• [Página]
O bicho não tinha morrido e de asas abertas ele ocupava a largura toda do carro, e tive a impressão de ter visto suas presas e um filete de sangue saindo da sua boca. Falei pro Zé Alberto que o bicho estava vivo e nessa hora o seu chapéu caiu da cabeça e encostou no pescoço. Ele já achou que era o bicho e começou se abanar e colocou a mão no meu peito e levou o corpo para frente. Nessa hora, sem saber porque, achei que ele ia entrar no vão dos dois bancos da frente e me deixar sozinho com o morcegão no banco de trás. Entrei em pânico, mas daqueles inexplicáveis. Quando dei por mim eu estava de pé, com meu 1,80 dentro do fiat e enfiado no vão dos dois bancos, com a bunda em cima da mulher, uma mão no painel e a outra no encosto do motorista, quase de rosto colado com ele e gritava em seu ouvido:
- Para essa merda que o morcego tá vivo e é xipófago.

• [Tarefas]
- a) Reescreva de forma mais curta o parágrafo do relato do morcego que começa com "O bicho não tinha morrido", mantendo os fatos principais.
- b) Responda com base no relato do morcego, uma resposta por linha:
(i) Qual altura o narrador diz ter?
(ii) O que caiu da cabeça de Zé Alberto?
(iii) No grito final, o que o narrador diz que o morcego é, além de vivo?
- c) Prossiga o relato do morcego a partir da última frase.
A listagem não tem nada a ver com isto.

• [Registros guardados]
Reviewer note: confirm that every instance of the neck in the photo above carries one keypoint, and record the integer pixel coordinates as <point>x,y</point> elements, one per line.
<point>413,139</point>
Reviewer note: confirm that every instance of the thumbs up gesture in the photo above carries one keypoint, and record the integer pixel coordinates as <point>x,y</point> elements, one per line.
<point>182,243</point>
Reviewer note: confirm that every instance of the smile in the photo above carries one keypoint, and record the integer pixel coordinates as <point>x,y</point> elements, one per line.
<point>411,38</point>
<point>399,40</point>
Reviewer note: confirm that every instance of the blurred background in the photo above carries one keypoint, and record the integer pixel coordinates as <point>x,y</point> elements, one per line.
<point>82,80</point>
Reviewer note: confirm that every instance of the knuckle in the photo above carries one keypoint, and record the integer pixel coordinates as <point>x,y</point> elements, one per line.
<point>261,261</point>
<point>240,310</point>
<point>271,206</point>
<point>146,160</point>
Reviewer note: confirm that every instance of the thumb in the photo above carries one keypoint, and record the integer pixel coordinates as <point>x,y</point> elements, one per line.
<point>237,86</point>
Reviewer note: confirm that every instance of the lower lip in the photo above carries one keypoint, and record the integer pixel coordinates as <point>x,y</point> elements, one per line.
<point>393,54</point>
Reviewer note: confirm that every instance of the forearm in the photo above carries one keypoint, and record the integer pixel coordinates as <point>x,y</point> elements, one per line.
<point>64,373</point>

• [Respostas]
- a) O morcego ainda estava vivo e, de asas abertas, ocupava toda a largura do carro. O narrador achou ter visto presas e um filete de sangue na boca dele. Quando avisou Zé Alberto, o chapéu dele caiu e encostou no pescoço. Pensando que era o bicho, Zé Alberto se abanou, pôs a mão no peito do narrador e jogou o corpo para frente. Com medo de ficar sozinho com o morcego no banco de trás, o narrador entrou em pânico. Acabou de pé, enfiado entre os dois bancos da frente, com a bunda em cima da mulher, uma mão no painel e a outra no encosto do motorista, gritando no ouvido dele.

- b)
(i) 1,80.
(ii) O chapéu.
(iii) Xipófago.

- c)
Ninguém entendia nada, até que o Zé Macaca percebeu o que eu queria falar e disse:
- Hematófago sua besta!
Isso com o carro quase que desgovernado, até que ele conseguiu parar no acostamento. Nesse momento saímos todos correndo, sem ninguém entender de onde veio tanto medo, nem eu. Quando passou o susto e já nem encontramos mais o morcego, veio a vergonha. Dos gritos, do xipófago e da minha bunda na cara da dona. Não sabia o que falar. Fui quieto o resto da viagem e quando Zé Alberto quis me gozar, eu ameacei de não pagar a comissão dele. Na despida do hotel, percebi um leve sorriso no rosto da mulher, mas ninguém falou nada. No dia seguinte cedo, quando fui levar a nota fiscal do produtor e pegar o cheque, ela não se agüentou e se manifestou falando:
- Olha, gostei muito de conhecer você.
Quando já ia ficando garboso ela completou:
- Acho que é porque a única pessoa que conheço que tem mais medo de morcegos do que eu.
Pois é, e eu nem tenho medo de morcegos.